- _Written problem_
Locate every line in the entries below that contains the string "black", and copy each such line out in full. Treat the match as case-sensitive.

- _Record extracts_
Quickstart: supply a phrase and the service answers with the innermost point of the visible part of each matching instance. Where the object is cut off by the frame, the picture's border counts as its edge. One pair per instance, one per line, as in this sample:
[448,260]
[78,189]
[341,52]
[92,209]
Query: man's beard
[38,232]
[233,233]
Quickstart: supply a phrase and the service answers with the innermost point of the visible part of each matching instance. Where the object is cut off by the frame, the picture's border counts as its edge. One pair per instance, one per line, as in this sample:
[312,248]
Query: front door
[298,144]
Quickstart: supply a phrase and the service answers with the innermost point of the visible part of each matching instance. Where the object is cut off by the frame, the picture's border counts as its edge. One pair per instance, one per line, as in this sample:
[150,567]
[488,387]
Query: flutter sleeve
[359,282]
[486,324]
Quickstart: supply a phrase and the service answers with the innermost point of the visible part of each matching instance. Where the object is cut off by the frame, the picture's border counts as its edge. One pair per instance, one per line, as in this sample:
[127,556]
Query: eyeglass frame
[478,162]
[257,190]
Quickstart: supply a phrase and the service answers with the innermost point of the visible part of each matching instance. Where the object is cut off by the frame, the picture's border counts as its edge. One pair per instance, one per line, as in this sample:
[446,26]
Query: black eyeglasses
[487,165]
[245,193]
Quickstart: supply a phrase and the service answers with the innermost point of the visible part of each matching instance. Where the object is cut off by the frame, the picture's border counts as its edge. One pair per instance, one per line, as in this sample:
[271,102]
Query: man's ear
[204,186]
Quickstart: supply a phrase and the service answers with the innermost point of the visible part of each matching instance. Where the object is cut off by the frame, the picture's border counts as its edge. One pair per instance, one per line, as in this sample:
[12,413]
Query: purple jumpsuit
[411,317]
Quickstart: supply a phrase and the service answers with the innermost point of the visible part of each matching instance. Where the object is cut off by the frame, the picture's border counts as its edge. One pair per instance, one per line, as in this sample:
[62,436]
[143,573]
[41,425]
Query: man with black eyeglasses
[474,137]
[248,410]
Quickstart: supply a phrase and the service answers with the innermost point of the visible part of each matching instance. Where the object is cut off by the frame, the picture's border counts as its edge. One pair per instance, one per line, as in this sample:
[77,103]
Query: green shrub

- _The solution_
Query: black eyeglasses
Query: man with black eyeglasses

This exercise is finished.